• Your objective:
Please pick out every line in the items that contains the word "house", and copy each of those lines unchanged.

Excerpts of location labeling data:
-*-

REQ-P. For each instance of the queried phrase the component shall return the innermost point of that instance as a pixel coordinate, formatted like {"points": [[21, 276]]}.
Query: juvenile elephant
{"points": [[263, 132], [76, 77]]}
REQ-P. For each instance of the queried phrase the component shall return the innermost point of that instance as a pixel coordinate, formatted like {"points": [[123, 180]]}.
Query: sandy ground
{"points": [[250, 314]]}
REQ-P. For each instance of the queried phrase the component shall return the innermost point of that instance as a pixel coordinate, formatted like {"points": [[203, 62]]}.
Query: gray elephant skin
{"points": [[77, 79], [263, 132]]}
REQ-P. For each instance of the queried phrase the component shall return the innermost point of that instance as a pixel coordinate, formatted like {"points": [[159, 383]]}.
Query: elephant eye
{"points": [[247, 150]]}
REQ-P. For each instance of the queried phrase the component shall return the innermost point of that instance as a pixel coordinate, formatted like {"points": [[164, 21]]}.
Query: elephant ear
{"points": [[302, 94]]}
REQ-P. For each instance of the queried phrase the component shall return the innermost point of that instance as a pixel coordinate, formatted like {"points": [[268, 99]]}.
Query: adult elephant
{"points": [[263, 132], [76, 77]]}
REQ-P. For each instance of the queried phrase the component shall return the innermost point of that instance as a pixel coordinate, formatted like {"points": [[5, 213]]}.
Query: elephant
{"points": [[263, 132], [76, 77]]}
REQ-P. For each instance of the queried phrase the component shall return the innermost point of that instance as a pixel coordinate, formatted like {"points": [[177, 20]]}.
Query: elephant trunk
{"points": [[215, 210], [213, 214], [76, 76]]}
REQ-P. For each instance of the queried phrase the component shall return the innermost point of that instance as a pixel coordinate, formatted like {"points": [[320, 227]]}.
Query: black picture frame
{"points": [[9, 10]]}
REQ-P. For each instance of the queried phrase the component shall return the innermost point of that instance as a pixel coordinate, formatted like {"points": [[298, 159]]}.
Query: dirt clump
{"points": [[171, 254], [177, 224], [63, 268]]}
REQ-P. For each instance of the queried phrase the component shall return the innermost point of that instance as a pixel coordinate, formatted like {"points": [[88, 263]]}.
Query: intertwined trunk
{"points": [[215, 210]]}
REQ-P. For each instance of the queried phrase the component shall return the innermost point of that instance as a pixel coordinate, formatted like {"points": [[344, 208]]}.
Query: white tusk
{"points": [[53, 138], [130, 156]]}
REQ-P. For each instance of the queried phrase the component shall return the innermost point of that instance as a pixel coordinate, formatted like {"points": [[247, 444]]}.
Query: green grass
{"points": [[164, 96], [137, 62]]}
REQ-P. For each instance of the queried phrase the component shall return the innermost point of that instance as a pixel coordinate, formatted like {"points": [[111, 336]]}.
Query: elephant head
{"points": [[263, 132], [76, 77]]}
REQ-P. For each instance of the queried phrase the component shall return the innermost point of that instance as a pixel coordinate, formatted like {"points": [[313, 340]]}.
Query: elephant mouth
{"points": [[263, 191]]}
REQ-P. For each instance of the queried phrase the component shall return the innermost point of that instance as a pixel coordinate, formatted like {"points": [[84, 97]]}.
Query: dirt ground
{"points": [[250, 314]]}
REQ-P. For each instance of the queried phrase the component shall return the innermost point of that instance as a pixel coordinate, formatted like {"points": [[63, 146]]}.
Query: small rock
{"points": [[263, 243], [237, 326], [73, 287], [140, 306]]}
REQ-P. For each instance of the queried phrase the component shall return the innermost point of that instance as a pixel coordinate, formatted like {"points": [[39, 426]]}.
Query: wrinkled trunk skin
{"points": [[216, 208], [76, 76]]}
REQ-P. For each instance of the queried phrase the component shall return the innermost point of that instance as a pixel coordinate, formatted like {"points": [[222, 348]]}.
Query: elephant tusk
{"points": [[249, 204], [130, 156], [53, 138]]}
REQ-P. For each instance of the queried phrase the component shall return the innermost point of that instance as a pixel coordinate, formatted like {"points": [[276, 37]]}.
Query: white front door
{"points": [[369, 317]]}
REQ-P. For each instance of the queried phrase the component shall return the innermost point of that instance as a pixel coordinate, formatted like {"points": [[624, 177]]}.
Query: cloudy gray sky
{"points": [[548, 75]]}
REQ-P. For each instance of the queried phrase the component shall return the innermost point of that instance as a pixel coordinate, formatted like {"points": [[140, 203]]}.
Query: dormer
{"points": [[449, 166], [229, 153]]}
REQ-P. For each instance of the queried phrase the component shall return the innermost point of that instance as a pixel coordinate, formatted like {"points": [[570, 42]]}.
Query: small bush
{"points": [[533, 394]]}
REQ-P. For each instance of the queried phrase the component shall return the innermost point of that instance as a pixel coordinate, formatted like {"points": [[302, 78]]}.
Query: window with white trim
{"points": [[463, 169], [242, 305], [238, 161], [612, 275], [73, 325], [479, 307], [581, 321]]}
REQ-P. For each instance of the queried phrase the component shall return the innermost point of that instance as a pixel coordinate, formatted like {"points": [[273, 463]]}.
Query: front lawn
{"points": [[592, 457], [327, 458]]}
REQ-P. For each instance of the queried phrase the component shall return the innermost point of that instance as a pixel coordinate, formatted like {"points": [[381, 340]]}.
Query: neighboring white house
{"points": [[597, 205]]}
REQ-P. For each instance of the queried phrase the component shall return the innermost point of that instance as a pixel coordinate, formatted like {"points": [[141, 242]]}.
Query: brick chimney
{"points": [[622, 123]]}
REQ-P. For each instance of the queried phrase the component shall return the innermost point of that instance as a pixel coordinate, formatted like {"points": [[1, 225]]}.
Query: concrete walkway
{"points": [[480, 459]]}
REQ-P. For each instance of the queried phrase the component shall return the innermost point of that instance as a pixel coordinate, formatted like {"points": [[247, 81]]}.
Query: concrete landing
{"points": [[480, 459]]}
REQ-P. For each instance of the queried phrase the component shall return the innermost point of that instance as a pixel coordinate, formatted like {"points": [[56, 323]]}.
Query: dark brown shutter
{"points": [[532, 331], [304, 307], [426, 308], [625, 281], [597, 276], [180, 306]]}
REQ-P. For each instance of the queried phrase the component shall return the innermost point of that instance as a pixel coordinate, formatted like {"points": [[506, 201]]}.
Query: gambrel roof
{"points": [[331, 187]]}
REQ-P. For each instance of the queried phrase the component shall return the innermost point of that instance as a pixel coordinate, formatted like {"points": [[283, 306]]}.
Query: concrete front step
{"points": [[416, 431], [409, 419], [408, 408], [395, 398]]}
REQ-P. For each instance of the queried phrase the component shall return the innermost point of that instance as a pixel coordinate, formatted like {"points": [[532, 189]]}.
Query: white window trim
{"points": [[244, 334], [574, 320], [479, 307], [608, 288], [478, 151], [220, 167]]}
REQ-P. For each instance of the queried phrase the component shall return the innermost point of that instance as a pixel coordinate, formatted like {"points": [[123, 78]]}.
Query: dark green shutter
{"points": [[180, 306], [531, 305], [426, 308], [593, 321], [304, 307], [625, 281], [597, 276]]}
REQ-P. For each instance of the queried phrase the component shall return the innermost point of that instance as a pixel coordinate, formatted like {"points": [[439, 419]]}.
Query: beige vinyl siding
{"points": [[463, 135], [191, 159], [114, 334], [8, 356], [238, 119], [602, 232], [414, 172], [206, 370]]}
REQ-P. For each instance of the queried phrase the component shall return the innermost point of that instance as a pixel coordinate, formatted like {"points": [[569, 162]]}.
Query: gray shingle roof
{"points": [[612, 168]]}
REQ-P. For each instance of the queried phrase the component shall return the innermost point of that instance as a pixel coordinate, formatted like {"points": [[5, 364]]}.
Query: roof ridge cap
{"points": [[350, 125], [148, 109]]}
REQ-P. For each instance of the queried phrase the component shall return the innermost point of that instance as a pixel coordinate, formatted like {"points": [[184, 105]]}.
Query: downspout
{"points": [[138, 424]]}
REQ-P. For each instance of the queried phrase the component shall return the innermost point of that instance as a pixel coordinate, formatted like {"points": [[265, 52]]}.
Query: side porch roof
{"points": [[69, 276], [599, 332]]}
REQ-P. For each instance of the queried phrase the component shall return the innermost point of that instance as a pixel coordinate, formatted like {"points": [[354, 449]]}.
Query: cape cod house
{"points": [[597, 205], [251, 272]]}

-*-

• Answer:
Query: neighboring white house
Query: cape cod house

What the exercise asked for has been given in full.